◆ TRY IT
Begin at the first line below and copy each line exactly, ending with the line where "Target: baby's hair" appears.

□ □ □ □ □

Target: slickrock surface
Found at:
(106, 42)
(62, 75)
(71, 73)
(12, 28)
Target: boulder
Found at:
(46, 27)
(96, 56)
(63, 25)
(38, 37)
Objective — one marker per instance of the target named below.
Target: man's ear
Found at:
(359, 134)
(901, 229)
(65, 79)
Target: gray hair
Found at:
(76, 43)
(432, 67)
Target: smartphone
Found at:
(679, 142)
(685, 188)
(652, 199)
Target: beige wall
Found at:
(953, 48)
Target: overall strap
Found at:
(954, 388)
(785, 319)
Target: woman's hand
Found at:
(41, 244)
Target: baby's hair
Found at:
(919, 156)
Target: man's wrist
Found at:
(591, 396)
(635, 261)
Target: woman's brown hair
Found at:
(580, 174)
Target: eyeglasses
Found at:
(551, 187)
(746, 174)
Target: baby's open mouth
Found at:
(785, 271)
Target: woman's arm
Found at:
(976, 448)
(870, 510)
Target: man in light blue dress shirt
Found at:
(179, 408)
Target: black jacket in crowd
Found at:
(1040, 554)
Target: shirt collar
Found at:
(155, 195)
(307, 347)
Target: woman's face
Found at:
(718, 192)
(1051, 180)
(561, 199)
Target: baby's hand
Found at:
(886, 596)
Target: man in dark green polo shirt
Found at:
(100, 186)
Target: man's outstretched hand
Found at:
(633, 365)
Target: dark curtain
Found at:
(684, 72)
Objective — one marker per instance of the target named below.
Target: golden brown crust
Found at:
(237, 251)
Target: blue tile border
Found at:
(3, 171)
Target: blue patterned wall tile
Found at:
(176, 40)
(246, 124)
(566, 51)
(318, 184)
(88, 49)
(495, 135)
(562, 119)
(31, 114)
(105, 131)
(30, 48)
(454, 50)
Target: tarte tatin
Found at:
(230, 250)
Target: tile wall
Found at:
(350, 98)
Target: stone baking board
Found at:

□ □ □ □ □

◆ ANSWER FOR THE TASK
Target: slickrock surface
Found at:
(106, 42)
(62, 75)
(71, 73)
(12, 28)
Target: boulder
Found at:
(46, 27)
(96, 56)
(63, 25)
(38, 37)
Objective — one marker per instance of the target named below.
Target: man's ear
Found at:
(359, 134)
(901, 229)
(65, 79)
Target: gray hair
Found at:
(76, 43)
(432, 67)
Target: smartphone
Found at:
(679, 142)
(685, 188)
(652, 199)
Target: beige wall
Found at:
(953, 48)
Target: overall strap
Found at:
(954, 388)
(785, 319)
Target: woman's hand
Found at:
(41, 244)
Target: baby's hair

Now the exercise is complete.